[Work to be completed]: Every record must be written out once more, with nothing added or omitted.

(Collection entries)
— start —

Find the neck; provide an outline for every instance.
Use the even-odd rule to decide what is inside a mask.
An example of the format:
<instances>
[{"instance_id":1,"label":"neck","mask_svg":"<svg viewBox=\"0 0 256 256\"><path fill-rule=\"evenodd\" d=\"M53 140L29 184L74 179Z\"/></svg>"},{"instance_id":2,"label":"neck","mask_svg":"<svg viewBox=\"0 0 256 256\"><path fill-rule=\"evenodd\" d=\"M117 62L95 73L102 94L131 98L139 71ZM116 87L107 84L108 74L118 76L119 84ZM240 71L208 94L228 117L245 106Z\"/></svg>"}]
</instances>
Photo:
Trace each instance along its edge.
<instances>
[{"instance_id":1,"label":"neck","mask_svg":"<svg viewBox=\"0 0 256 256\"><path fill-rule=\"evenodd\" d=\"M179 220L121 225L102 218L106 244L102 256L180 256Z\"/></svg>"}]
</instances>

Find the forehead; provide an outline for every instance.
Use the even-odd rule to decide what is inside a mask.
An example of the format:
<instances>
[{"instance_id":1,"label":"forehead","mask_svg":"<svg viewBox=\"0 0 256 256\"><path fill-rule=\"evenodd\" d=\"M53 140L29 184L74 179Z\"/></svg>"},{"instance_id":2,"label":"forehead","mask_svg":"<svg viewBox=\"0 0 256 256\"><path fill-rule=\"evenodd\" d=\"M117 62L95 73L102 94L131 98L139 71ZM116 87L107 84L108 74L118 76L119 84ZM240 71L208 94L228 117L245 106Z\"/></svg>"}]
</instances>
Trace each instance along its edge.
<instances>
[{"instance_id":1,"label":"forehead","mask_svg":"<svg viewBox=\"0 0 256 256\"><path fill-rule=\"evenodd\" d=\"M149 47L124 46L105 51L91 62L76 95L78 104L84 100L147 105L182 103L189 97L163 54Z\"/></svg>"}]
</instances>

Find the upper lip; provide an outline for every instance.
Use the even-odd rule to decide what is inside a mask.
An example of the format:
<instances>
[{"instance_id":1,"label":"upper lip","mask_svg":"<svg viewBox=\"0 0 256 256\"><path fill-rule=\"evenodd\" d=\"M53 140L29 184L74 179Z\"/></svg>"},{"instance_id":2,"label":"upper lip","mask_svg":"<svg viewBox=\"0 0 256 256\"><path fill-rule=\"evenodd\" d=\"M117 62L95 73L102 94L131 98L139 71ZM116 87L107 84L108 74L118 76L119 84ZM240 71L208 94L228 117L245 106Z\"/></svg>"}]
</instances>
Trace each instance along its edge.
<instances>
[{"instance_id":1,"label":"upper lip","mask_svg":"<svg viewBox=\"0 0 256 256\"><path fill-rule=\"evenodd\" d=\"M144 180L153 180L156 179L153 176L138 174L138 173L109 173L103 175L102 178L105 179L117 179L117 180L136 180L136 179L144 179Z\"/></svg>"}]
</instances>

— end —

[Exercise output]:
Find the neck; provide an outline for every instance.
Use the even-odd rule to decide what is inside a mask.
An example of the format:
<instances>
[{"instance_id":1,"label":"neck","mask_svg":"<svg viewBox=\"0 0 256 256\"><path fill-rule=\"evenodd\" d=\"M53 140L29 184L74 179Z\"/></svg>"},{"instance_id":2,"label":"neck","mask_svg":"<svg viewBox=\"0 0 256 256\"><path fill-rule=\"evenodd\" d=\"M117 62L95 73L102 94L131 98L139 71ZM116 87L107 84L108 74L118 76L119 84ZM240 71L208 94L228 117L245 106Z\"/></svg>"}]
</instances>
Photo:
Trace each instance along its edge.
<instances>
[{"instance_id":1,"label":"neck","mask_svg":"<svg viewBox=\"0 0 256 256\"><path fill-rule=\"evenodd\" d=\"M179 220L121 225L102 218L106 244L102 256L180 256Z\"/></svg>"}]
</instances>

Find the forehead; provide an outline for every instance.
Use the even-odd rule to decide what is inside a mask.
An example of the format:
<instances>
[{"instance_id":1,"label":"forehead","mask_svg":"<svg viewBox=\"0 0 256 256\"><path fill-rule=\"evenodd\" d=\"M53 140L29 184L74 179Z\"/></svg>"},{"instance_id":2,"label":"forehead","mask_svg":"<svg viewBox=\"0 0 256 256\"><path fill-rule=\"evenodd\" d=\"M117 62L95 73L102 94L131 98L139 71ZM116 87L107 84L108 74L118 76L119 84ZM240 71L208 94L228 117L245 106Z\"/></svg>"}]
</instances>
Trace each instance along its edge.
<instances>
[{"instance_id":1,"label":"forehead","mask_svg":"<svg viewBox=\"0 0 256 256\"><path fill-rule=\"evenodd\" d=\"M149 47L124 46L105 51L91 62L76 95L78 104L84 100L147 105L182 103L189 97L163 54Z\"/></svg>"}]
</instances>

Find the upper lip; provide an outline for every instance.
Use the even-odd rule to decide what is inside a mask.
An example of the format:
<instances>
[{"instance_id":1,"label":"upper lip","mask_svg":"<svg viewBox=\"0 0 256 256\"><path fill-rule=\"evenodd\" d=\"M53 140L29 184L74 179Z\"/></svg>"},{"instance_id":2,"label":"upper lip","mask_svg":"<svg viewBox=\"0 0 256 256\"><path fill-rule=\"evenodd\" d=\"M117 62L95 73L102 94L131 98L139 71ZM116 87L107 84L108 74L118 76L119 84ZM240 71L208 94L228 117L245 106Z\"/></svg>"}]
</instances>
Trace each instance along its edge.
<instances>
[{"instance_id":1,"label":"upper lip","mask_svg":"<svg viewBox=\"0 0 256 256\"><path fill-rule=\"evenodd\" d=\"M144 180L153 180L156 179L153 176L138 174L138 173L109 173L103 175L102 178L105 179L117 179L117 180L136 180L136 179L144 179Z\"/></svg>"}]
</instances>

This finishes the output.